Good Old Times

Kevin Lewis

February 20, 2021

Creativity, Mating, and Reproductive Successes Outside the WEIRD World
Izabela Lebuda et al.
Creativity Research Journal, forthcoming


This study provides an empirical test of the relationship between creative potential, mating, and reproductive success in a sample using natural methods of fertility control: the Meru tribe living in the regions of Laare and Mutuati in Kenya. The participants (N = 133; 65 females) solved a figural creativity test (the Test of Creative Thinking – Drawing Production, TCT-DP) and provided information about the number of spouses, children, length of their schooling, as well as wealth. Analyses demonstrated that creative potential negatively predicted the number of offspring, but this relation was fully mediated by the number of spouses: more creative people more often stayed single and did not have offspring. The theoretical consequences of these findings are discussed in light of the evolutionary psychology of creativity.

Recorded information:
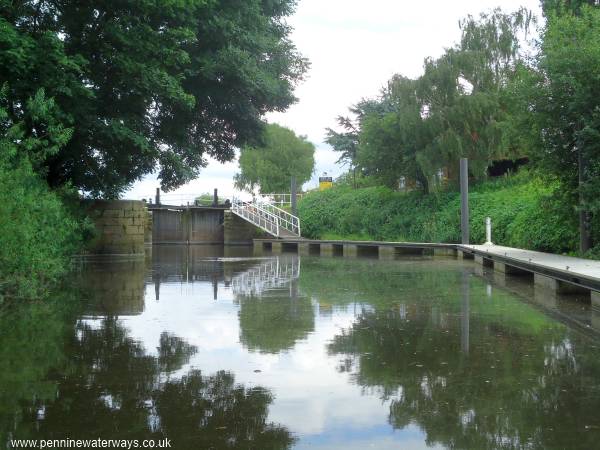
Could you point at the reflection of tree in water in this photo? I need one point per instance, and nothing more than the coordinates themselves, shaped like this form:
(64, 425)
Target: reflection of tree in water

Task instructions: Please transcribe in full the page excerpt on creativity and reproductive success among the Meru, from "Good Old Times" through its final sentence, word for word and line for line.

Correct output:
Good Old Times

Kevin Lewis

February 20, 2021

Creativity, Mating, and Reproductive Successes Outside the WEIRD World
Izabela Lebuda et al.
Creativity Research Journal, forthcoming


This study provides an empirical test of the relationship between creative potential, mating, and reproductive success in a sample using natural methods of fertility control: the Meru tribe living in the regions of Laare and Mutuati in Kenya. The participants (N = 133; 65 females) solved a figural creativity test (the Test of Creative Thinking – Drawing Production, TCT-DP) and provided information about the number of spouses, children, length of their schooling, as well as wealth. Analyses demonstrated that creative potential negatively predicted the number of offspring, but this relation was fully mediated by the number of spouses: more creative people more often stayed single and did not have offspring. The theoretical consequences of these findings are discussed in light of the evolutionary psychology of creativity.